### [TEXT SECTION]
^^^^^^^^

Ameca, created by British company Engineered Arts, is already the third humanoid robot at CNK – it appeared at the exhibition on March 8, 2024. Ameca, which is 187 cm tall, has blue eyes, and a blue-gray complexion, stands out not only for its appearance, but also for its advanced functions. She is equipped with 61 actuators, 27 of them in her face, which allows her to finely mimic human emotions, making her facial expressions extremely realistic and sophisticated. She moves smoothly, and her face, made of silicone, enhances subtle muscle movements. Using GPT’s language model, Ameca can carry out intelligent conversations using Internet resources and generate a variety of content. On display in front of her were “Babyclon,” resembling a newborn baby, and “Copernicus,” reflecting the figure of Nicolaus Copernicus himself. These robots not only demonstrate technological advances, but also provoke thought about our future alongside such advanced machines. It is subsidized by the “Science for You” Program of the Minister of Science and the Copernicus Science Center.

The Ameca robot is part of the “The Future is Today” exhibition. We provoke you to imagine the future and your role in that future – in a changing world. We can think about what the world will be like when such characters become widespread. How will we feel surrounded by robots that are faster and more robust? Should we treat it with respect and attentiveness or the opposite, because robots have no feelings?

^^^^^^^^

### [STORED DATA]
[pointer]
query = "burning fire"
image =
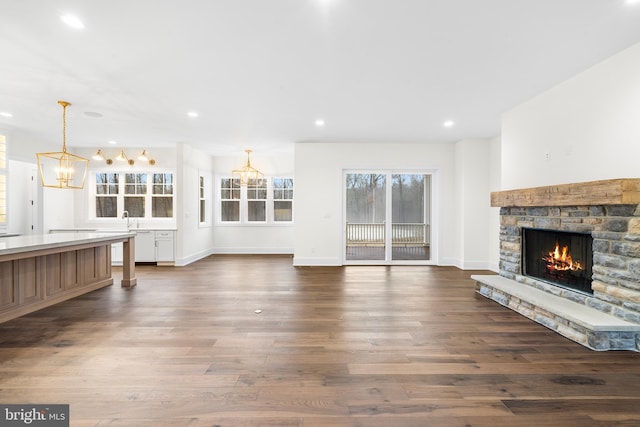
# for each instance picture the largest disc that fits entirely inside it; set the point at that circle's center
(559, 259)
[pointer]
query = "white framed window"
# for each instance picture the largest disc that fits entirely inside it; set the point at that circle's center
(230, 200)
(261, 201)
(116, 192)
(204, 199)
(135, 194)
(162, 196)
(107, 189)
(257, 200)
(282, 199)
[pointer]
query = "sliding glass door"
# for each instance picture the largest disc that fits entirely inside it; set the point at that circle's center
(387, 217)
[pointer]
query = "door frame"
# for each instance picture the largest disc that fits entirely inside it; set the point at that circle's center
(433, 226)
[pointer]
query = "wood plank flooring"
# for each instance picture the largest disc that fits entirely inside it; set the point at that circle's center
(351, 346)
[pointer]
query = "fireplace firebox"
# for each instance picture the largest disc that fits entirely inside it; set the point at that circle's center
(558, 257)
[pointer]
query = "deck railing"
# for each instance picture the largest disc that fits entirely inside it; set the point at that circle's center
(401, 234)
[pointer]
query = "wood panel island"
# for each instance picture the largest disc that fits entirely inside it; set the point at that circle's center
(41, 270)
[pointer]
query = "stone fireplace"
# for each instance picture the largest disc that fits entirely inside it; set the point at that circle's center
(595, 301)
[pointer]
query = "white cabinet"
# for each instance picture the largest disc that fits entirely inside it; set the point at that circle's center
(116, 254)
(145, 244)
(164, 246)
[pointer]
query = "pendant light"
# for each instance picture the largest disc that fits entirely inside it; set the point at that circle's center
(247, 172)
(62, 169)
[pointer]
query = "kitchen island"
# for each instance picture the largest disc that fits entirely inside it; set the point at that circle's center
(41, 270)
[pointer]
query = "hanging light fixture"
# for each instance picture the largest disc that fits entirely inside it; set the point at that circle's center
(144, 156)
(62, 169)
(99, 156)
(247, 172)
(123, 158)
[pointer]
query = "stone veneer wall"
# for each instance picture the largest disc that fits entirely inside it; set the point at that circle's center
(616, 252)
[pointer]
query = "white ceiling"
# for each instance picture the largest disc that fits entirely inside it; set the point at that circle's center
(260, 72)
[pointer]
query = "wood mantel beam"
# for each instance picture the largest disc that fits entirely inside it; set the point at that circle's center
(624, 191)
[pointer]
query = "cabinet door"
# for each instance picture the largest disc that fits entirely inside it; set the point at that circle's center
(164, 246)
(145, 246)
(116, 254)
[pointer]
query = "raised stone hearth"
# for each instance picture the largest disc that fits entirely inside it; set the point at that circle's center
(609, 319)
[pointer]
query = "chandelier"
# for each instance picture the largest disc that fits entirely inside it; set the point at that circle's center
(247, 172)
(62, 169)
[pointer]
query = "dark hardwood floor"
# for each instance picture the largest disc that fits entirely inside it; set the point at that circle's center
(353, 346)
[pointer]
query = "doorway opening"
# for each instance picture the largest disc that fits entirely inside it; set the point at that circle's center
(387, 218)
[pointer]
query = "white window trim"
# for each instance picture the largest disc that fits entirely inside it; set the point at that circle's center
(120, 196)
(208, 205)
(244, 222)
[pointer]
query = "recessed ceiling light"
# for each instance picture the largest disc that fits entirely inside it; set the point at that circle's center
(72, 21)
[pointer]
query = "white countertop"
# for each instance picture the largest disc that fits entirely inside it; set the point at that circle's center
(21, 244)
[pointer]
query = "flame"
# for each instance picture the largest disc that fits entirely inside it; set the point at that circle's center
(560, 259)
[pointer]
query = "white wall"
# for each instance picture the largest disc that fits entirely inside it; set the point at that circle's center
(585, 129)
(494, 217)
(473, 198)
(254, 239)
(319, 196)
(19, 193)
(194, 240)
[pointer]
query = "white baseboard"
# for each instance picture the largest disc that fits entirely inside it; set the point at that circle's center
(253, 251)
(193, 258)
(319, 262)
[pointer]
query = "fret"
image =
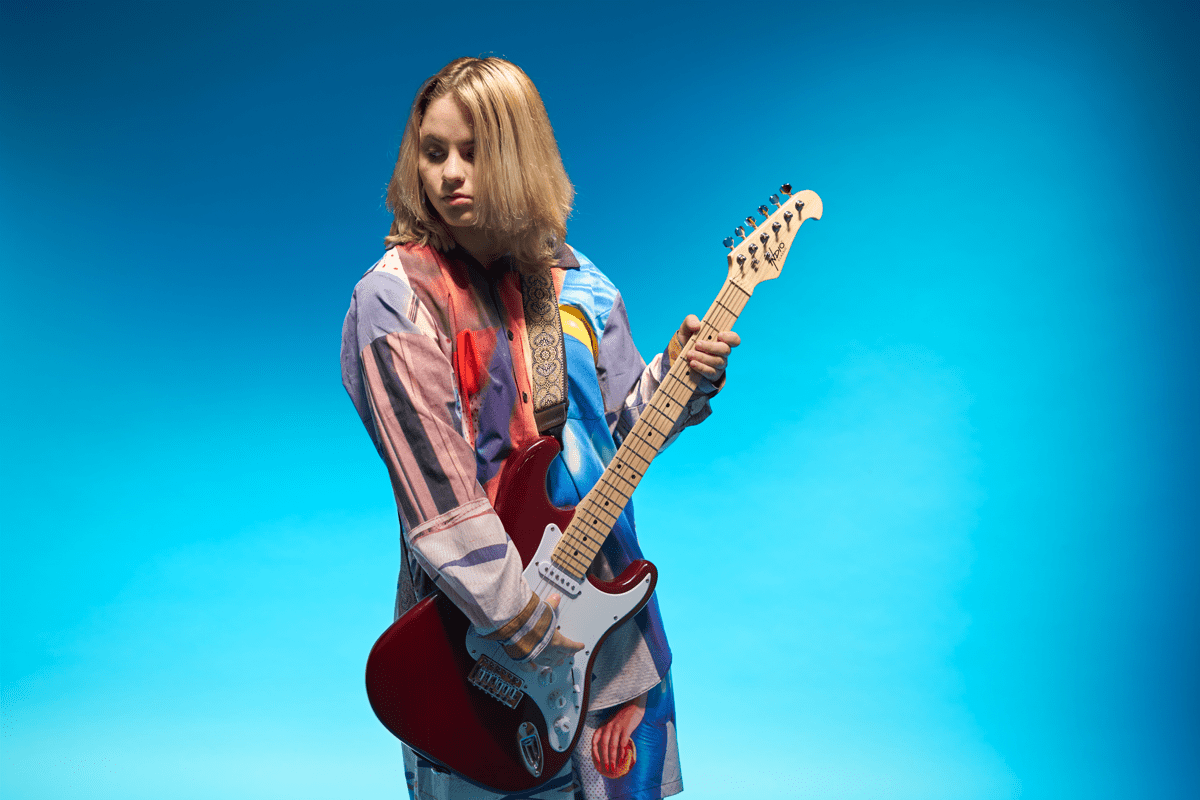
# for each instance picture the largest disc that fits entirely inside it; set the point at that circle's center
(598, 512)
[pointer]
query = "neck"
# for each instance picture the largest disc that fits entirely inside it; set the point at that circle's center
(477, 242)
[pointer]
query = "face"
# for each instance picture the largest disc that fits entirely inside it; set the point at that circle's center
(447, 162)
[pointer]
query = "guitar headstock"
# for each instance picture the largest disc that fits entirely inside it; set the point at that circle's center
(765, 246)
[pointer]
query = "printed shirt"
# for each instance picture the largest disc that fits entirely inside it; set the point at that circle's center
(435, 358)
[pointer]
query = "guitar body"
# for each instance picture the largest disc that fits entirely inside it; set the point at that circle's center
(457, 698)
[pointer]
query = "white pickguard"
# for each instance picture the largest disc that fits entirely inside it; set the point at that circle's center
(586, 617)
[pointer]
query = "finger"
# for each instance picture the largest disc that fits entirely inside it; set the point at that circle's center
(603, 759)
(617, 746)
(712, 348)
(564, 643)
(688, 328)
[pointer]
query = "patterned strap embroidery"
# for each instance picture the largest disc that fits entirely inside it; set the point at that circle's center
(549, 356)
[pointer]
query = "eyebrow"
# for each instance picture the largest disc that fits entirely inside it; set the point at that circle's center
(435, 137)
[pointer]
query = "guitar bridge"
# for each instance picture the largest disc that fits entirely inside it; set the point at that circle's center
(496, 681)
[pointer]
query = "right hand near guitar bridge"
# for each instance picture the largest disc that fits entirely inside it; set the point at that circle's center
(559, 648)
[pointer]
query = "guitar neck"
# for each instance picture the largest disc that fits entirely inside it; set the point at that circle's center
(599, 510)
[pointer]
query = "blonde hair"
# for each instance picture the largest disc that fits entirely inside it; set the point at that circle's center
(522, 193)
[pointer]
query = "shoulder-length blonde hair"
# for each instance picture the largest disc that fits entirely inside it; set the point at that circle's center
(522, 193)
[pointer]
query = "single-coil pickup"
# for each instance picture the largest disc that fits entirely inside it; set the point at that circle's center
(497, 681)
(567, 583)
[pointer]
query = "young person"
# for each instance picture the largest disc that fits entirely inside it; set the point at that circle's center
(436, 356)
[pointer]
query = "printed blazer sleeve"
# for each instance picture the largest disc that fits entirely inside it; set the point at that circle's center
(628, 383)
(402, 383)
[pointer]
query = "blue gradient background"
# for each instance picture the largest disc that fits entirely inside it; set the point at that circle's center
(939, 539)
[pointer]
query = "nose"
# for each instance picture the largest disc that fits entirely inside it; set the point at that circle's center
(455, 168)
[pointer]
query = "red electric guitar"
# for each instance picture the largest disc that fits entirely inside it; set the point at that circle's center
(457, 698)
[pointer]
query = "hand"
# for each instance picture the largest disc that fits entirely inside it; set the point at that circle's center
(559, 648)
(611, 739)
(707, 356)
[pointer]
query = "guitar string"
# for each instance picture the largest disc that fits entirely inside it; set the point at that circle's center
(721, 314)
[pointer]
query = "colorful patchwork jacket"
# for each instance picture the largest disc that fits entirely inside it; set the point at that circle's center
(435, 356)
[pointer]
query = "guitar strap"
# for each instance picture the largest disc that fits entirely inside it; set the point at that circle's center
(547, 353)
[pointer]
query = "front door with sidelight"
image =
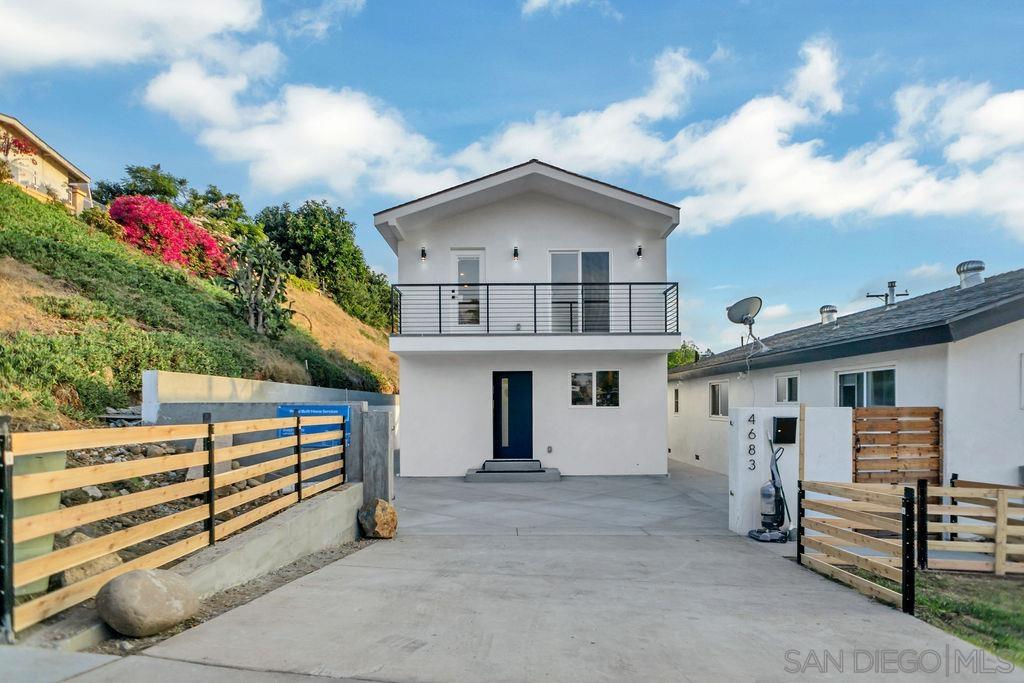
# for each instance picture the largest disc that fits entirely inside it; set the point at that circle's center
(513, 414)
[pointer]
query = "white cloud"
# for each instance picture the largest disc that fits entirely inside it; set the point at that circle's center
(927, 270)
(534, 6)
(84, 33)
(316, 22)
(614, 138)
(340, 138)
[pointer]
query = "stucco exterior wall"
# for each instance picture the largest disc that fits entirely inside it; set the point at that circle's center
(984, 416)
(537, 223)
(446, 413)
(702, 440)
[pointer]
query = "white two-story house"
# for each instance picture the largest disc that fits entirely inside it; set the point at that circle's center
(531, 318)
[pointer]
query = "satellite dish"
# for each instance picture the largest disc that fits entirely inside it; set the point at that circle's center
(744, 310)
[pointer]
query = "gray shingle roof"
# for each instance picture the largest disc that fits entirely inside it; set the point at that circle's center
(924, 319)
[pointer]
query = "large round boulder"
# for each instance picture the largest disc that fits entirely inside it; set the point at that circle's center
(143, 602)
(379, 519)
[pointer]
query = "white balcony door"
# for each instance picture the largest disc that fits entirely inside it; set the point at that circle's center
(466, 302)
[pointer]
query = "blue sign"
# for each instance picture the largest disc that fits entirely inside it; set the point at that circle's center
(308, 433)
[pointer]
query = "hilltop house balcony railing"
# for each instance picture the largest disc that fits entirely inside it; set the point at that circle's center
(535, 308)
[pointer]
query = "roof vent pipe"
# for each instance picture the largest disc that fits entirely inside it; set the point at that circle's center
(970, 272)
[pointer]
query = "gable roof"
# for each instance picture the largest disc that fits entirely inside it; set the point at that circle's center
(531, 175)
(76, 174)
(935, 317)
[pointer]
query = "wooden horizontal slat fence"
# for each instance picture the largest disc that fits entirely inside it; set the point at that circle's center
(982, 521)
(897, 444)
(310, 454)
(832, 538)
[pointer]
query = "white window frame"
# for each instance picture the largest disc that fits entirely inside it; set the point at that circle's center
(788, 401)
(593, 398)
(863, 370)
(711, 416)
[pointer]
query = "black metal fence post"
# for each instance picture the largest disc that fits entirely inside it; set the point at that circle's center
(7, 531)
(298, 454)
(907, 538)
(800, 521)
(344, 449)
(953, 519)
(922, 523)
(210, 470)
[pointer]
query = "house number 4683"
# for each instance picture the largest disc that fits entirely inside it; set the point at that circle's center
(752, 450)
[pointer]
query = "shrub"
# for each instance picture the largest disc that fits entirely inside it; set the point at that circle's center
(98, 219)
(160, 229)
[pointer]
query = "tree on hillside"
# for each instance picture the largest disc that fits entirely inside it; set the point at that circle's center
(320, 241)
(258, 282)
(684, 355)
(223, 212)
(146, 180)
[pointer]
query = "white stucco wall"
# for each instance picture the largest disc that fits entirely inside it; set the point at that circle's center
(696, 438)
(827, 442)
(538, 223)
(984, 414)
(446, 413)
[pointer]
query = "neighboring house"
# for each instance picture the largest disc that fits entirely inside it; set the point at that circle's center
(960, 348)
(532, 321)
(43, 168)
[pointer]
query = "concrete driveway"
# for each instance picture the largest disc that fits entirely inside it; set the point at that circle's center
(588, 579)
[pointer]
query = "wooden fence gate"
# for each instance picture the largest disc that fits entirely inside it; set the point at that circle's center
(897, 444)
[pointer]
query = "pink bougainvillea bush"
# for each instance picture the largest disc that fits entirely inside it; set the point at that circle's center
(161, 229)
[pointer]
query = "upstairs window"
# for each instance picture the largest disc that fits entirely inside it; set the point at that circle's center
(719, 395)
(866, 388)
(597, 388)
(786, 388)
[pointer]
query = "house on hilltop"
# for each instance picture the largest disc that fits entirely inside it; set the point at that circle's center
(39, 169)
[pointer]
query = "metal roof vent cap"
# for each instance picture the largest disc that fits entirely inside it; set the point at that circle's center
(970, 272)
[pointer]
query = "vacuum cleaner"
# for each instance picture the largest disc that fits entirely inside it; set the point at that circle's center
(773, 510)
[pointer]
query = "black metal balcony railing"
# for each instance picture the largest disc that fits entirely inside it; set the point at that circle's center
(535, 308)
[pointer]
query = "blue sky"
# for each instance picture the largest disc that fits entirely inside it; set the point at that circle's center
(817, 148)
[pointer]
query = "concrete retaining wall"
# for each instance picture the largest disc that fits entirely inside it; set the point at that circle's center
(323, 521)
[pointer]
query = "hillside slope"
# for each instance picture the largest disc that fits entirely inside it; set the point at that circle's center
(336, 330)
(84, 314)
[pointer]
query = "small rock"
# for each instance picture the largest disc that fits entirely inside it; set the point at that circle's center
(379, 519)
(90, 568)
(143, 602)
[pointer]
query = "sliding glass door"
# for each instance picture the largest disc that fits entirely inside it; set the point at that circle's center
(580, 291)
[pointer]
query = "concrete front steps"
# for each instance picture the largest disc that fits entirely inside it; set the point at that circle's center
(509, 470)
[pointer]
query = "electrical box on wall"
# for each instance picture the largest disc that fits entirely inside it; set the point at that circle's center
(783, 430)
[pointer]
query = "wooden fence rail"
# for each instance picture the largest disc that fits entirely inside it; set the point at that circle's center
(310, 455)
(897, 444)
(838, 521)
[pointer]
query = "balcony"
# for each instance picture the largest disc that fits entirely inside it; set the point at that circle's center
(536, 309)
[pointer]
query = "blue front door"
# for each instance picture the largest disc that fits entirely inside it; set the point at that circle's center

^^^^^^^^

### [TASKS AND EXERCISES]
1) From the text about the Ameca robot, extract the passage starting at "The Ameca robot" and ending at "have no feelings?".
2) Answer these questions using the text about the Ameca robot:
(a) On what date did Ameca appear at the exhibition?
(b) How many of Ameca's actuators are in her face?
(c) What exhibition is the Ameca robot part of?
Answer from the text about the Ameca robot alone.

### [OUTPUTS BY TASK]
1)
The Ameca robot is part of the “The Future is Today” exhibition. We provoke you to imagine the future and your role in that future – in a changing world. We can think about what the world will be like when such characters become widespread. How will we feel surrounded by robots that are faster and more robust? Should we treat it with respect and attentiveness or the opposite, because robots have no feelings?

2)
(a) March 8, 2024
(b) 27
(c) "The Future is Today"